**Objective:**
Count the lines in the data below that contain the string "light". Reply with the number only.

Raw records
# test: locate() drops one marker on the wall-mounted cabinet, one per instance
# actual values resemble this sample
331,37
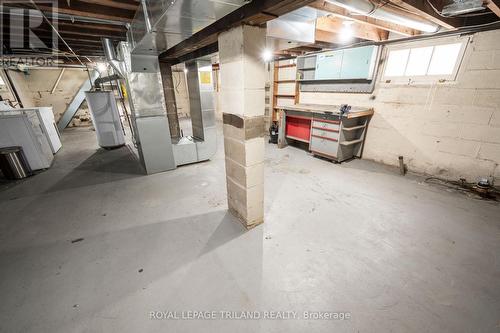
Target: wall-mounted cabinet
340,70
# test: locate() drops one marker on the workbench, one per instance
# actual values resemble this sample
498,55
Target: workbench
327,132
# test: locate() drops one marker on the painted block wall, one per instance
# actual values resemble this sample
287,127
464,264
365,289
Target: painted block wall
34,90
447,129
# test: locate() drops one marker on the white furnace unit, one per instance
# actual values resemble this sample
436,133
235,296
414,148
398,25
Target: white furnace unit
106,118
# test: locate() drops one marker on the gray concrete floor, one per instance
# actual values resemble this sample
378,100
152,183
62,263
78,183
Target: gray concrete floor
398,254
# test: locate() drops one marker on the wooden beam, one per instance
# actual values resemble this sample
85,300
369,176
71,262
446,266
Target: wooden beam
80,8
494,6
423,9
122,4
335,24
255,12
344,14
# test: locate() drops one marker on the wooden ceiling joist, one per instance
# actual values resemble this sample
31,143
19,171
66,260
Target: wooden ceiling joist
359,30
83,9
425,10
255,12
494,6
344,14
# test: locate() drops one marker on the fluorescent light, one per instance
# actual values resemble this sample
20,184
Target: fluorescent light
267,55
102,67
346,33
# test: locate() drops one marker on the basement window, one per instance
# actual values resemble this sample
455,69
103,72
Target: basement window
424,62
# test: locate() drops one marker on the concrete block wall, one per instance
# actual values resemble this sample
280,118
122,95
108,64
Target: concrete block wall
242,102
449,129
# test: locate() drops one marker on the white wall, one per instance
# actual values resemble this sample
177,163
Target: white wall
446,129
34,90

==

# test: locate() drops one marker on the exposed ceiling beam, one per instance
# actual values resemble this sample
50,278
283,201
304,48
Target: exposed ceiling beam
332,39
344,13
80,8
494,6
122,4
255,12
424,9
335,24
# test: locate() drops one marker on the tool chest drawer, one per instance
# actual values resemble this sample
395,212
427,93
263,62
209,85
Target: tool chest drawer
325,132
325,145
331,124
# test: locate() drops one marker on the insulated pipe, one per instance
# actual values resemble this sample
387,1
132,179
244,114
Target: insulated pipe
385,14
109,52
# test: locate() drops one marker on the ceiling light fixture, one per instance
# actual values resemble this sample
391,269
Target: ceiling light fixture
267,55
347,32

**Answer to the problem:**
4